*Directions*
[a] Retype a passage of the Arctic city proposal, beginning at the words "This Proposal is" and stopping after the words "Canada’s far north.".
[b] Using the Arctic city proposal, explain why the city would be covered by a flexible cover.

*Text excerpt*
A proposal in support of Canada’s long-term interests.
This Proposal is to build, in co-operation with Inuit and other First Nations, a permanent, self-contained, self-sufficient city in Canada’s far north.
As a first approximation, it is proposed to be located on the Northwest Passage, possibly at Resolute. It would be environmentally closed except for air and water intake. A target population of between 100,000 and 200,000 would be planned for. At a moderate population density, this would result in a city of between 50 and 100 square km, with outlying support structures for agriculture, power, effluent processing, transportation, and heavy industry. Power would be supplied by deep geothermal or CANDU nuclear sources. The entire city would be protected from the Arctic environment by a flexible cover, producing a clement internal micro-climate. From a distance, the city would look like a collection of very large igloos. The location would be on bedrock well above current sea level.

*Excerpted records*
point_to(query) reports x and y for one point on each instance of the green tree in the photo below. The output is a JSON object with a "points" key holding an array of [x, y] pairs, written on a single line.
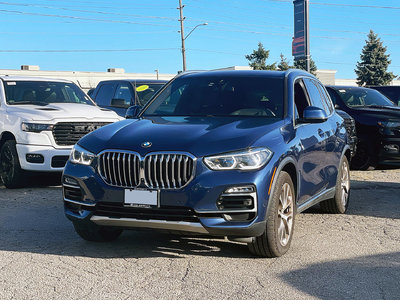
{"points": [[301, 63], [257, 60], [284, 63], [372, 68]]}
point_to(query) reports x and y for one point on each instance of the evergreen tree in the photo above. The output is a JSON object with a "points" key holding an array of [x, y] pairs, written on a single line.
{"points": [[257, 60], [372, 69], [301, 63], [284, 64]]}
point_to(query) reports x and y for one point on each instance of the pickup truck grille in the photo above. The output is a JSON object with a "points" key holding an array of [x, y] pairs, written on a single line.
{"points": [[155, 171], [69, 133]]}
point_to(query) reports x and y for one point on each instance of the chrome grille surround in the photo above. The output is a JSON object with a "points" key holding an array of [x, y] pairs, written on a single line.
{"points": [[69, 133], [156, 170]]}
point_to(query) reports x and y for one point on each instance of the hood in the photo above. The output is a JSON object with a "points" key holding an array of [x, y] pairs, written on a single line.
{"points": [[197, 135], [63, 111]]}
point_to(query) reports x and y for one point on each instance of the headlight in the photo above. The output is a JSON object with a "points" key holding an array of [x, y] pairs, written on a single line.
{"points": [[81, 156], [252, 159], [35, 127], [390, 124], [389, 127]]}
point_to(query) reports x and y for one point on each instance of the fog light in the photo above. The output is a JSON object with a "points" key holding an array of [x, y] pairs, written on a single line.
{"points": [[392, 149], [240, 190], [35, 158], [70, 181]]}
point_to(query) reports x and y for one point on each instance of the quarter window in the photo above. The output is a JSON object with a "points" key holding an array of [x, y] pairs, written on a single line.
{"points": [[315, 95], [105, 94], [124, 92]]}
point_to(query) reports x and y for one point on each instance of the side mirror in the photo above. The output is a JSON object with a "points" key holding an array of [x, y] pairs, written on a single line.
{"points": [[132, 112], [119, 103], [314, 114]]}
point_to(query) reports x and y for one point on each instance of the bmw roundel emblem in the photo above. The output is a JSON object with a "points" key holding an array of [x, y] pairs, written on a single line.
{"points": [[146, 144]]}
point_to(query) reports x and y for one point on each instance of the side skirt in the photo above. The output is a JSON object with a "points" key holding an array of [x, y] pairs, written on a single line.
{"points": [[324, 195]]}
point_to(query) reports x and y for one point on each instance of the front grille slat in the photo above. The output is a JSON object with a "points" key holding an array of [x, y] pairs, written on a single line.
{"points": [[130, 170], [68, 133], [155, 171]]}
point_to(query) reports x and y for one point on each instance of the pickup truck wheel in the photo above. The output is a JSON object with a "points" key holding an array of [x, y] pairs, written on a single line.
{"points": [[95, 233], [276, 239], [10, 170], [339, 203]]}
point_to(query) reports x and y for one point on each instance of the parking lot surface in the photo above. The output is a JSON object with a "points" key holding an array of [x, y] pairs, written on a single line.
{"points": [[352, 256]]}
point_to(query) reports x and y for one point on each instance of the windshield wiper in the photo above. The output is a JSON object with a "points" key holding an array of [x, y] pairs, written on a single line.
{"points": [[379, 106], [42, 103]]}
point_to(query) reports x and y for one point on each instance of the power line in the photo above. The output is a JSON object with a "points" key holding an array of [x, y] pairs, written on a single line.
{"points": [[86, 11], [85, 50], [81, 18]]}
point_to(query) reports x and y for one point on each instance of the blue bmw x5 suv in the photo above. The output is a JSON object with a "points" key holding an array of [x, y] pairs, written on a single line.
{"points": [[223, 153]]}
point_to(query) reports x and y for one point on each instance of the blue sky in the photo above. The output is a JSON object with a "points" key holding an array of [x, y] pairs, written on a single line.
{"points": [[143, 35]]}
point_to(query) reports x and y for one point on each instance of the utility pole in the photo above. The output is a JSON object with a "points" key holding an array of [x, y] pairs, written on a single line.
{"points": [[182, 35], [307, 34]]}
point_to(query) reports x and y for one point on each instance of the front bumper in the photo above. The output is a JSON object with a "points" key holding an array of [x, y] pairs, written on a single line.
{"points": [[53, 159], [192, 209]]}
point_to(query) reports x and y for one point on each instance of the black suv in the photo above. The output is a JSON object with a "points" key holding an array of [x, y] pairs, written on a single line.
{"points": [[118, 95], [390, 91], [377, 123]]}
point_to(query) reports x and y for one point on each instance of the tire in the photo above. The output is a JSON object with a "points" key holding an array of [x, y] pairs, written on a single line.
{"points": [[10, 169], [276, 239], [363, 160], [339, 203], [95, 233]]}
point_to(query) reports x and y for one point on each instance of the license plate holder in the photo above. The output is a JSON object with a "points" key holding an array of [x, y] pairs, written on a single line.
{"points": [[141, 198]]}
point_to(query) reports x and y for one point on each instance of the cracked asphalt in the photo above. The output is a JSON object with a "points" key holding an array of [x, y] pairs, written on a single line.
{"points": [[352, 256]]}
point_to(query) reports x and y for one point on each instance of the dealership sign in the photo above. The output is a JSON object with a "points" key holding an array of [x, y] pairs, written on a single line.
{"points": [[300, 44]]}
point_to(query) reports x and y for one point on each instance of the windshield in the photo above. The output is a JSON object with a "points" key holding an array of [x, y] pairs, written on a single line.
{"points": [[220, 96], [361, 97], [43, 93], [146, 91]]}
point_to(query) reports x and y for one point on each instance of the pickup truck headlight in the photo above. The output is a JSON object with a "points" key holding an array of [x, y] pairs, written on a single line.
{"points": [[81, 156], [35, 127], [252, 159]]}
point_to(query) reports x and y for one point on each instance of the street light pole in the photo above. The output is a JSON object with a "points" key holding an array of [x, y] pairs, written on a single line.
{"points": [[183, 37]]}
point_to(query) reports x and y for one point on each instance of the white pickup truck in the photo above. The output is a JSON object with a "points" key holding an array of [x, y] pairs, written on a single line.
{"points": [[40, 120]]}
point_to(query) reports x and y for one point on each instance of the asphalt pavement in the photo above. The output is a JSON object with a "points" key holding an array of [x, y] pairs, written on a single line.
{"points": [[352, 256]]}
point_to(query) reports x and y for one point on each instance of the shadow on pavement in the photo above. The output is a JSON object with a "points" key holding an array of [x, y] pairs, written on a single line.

*The answers*
[a]
This Proposal is to build, in co-operation with Inuit and other First Nations, a permanent, self-contained, self-sufficient city in Canada’s far north.

[b] The flexible cover would protect the entire city from the Arctic environment. It would also produce a clement internal micro-climate.